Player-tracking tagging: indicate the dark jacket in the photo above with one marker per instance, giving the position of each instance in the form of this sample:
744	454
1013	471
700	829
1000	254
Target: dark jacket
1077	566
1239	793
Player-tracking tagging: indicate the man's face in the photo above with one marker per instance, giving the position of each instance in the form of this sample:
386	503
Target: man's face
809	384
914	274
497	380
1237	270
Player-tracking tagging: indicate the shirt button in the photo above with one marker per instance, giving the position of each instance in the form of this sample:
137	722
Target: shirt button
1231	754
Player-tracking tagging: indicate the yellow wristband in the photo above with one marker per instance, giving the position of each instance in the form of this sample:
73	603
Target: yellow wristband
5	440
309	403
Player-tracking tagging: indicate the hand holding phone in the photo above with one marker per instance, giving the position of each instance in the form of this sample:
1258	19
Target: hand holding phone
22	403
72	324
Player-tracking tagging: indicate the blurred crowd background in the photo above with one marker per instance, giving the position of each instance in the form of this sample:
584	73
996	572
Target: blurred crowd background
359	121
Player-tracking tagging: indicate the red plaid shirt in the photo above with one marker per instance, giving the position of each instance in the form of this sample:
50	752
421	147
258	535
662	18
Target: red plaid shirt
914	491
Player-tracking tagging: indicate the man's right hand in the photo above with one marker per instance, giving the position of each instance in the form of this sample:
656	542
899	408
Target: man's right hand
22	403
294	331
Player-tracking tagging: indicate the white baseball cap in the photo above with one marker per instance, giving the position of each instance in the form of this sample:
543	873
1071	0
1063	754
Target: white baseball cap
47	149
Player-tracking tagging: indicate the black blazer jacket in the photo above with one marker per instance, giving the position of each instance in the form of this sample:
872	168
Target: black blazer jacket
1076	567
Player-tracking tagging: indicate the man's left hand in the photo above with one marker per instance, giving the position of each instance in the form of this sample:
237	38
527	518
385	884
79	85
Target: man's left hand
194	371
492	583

═══

* Instruction:
Could you copy every entry above line for line, without changing a single character?

* Answer to this problem:
Player-tracking tagging: indicate the dark jacket in the photo above with one marker per instance, giving the position of each instance in the form of this sample:
744	454
1013	471
700	829
1000	254
Target: dark jacket
1077	566
1239	793
Player-tracking tagging: indicate the man's face in the photo above with one marker per instance, giving the position of each instance in the form of this sample:
386	503
Target: man's face
809	384
914	274
497	380
1237	270
Player-tracking tagging: indicate the shirt button in the photo above with one marker per instance, giving the position of each instance in the form of this sample:
137	722
Target: shirt button
1231	754
Player-tracking tagging: indicate the yellow wristband in the photo above with one marker per instance, giving the position of each instance in the form of this sample:
73	603
Target: yellow wristband
5	440
309	403
Player-tracking tagging: indicate the hand holding phone in the photo above with one marker per instance, giving the position of each instance in the form of this sample:
1258	19
Target: hand holding phone
22	403
72	324
Player-tracking tagging: indicate the blurred crowd background in the photo above with one marker per instance, giving the position of each instance in the form of this sample:
584	73
996	572
Target: blurred crowd background
359	121
Player-tracking tagging: indicate the red plaid shirt in the photo above with one marker per instance, giving the position of each instance in the form of this sample:
50	752
421	147
258	535
662	18
Target: red plaid shirt
914	491
Player-tracking tagging: indicate the man's right hand in the photo above with one marker per instance, giving the position of each instance in the form of this sample:
656	542
899	408
Target: man's right hand
22	403
294	331
Player-tracking tagging: indicate the white baseball cap in the photo above with one marker per instance, giving the position of each instance in the form of this sample:
543	873
1071	0
1063	754
Target: white baseball cap
47	149
Player-tracking tagging: indicate the black blazer jacket in the photo above with one marker per instance, giving the position of each instance in the form of this sample:
872	168
Target: black blazer jacket
1076	567
Player-tracking tagging: indicate the man's left hand in the photo above with one marker per instance, giving the position of each instance in the form of this sample:
237	38
527	518
385	884
79	85
Target: man's left hand
194	371
492	583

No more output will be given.